> _TASK DIRECTIONS_:
Below are the records; give again exactly the line with "the person's head.", the line with "of the bare", and each line that lies between them, and nothing besides.

**********

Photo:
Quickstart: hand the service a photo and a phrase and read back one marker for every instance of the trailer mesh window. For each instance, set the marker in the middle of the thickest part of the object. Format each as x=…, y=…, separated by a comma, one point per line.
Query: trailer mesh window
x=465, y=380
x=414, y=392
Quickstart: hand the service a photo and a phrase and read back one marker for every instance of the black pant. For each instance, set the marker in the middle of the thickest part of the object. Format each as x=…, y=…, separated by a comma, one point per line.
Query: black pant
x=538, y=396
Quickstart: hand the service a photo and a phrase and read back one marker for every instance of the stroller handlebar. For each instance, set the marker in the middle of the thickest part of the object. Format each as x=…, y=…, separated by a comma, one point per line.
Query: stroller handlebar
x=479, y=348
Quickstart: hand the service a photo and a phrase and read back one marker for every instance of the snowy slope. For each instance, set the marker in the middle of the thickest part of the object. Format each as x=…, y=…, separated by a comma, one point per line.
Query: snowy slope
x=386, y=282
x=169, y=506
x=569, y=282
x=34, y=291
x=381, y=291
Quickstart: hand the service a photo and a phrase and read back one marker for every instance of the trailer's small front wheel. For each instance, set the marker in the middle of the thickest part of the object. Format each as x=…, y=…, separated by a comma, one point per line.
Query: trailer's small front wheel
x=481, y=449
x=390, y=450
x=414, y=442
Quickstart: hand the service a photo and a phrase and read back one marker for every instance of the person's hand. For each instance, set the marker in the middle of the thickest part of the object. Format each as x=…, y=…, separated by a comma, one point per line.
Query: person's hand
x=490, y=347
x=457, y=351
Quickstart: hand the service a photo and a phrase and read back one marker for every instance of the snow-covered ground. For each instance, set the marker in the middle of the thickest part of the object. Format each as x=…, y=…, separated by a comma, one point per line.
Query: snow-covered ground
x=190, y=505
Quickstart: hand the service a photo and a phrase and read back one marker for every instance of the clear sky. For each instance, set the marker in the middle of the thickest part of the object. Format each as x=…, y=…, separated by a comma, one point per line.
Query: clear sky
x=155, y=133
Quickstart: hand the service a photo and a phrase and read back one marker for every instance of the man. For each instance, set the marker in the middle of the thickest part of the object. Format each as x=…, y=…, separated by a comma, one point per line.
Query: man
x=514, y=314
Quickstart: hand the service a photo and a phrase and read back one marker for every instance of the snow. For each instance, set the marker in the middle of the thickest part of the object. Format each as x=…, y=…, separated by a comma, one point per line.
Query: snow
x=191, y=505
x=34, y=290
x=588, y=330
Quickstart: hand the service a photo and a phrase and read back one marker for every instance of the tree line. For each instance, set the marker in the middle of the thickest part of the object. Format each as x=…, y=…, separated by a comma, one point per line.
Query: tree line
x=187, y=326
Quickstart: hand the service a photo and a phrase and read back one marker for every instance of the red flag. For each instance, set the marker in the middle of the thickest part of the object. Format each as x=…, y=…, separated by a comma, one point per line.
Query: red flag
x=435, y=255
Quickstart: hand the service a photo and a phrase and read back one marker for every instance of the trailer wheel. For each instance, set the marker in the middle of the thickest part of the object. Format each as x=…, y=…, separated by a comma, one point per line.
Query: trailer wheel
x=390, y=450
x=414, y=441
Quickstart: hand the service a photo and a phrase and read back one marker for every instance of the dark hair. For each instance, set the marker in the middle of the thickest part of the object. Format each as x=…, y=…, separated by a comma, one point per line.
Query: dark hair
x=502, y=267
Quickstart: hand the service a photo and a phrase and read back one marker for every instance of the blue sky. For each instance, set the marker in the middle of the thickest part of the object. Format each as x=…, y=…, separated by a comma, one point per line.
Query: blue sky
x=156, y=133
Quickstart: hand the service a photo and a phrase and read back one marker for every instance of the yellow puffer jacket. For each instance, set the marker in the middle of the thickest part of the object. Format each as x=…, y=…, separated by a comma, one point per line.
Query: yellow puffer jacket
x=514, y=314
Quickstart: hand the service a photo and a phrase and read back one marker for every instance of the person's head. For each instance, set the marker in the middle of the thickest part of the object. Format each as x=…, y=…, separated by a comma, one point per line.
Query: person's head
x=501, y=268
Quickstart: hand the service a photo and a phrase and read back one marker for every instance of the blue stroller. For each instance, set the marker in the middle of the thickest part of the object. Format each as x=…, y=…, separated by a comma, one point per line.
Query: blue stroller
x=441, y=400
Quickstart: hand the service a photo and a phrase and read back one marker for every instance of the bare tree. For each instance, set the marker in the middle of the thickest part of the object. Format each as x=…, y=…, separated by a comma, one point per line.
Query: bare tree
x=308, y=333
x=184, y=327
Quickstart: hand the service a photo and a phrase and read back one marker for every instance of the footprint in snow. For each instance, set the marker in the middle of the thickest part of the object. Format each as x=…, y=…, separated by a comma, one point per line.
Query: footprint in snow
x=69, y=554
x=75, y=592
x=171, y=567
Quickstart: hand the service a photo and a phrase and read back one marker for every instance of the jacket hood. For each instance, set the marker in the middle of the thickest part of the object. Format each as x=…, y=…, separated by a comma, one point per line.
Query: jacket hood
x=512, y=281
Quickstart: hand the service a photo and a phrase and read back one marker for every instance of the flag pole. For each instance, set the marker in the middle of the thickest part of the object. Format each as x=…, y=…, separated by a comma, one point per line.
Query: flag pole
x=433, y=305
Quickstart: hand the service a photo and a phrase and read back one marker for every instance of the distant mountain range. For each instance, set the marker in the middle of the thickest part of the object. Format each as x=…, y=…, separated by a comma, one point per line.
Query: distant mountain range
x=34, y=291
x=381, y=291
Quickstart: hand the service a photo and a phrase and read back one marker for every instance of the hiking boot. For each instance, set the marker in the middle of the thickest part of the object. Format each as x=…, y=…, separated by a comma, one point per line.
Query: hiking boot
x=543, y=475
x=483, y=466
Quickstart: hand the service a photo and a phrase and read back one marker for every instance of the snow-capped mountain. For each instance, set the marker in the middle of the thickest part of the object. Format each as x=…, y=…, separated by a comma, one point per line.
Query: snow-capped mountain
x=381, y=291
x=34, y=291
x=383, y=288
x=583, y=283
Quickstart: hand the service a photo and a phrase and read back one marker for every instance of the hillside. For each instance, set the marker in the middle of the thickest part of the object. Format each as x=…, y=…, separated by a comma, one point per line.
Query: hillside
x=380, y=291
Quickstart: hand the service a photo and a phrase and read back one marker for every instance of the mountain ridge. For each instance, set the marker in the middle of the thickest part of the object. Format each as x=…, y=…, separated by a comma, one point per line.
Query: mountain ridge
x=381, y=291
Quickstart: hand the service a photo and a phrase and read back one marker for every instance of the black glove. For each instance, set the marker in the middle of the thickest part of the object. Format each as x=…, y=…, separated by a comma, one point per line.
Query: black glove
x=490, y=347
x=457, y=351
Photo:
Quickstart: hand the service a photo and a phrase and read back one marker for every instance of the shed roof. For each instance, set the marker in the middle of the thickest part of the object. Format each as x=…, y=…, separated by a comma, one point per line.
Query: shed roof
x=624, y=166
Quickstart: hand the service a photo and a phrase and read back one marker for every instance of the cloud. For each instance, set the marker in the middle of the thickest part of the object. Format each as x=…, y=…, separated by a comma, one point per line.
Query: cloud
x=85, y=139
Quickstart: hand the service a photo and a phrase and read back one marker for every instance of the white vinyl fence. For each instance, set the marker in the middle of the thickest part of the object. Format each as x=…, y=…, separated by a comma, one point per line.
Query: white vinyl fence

**********

> _RESPONSE FOR THIS EXERCISE_:
Quickstart: hand the service a photo and a phrase and read back one marker for every instance of the person's head. For each instance, set the marker in the middle of the thickest part of the object. Format each as x=…, y=…, separated by a comma, one point per line.
Query: person's head
x=501, y=268
Quickstart: hand the service a photo and a phrase and read back one marker for every instance of the blue stroller. For each instance, set the marker in the middle of the thickest part of the object. Format each as x=…, y=…, separated by a comma, one point per line.
Query: blue stroller
x=441, y=400
Quickstart: hand the service a photo and a phrase and read back one marker for every instance of the bare tree. For each instance, set the marker in the middle of the thickest part of the object. Format each as x=…, y=…, separated by a comma, one point per line.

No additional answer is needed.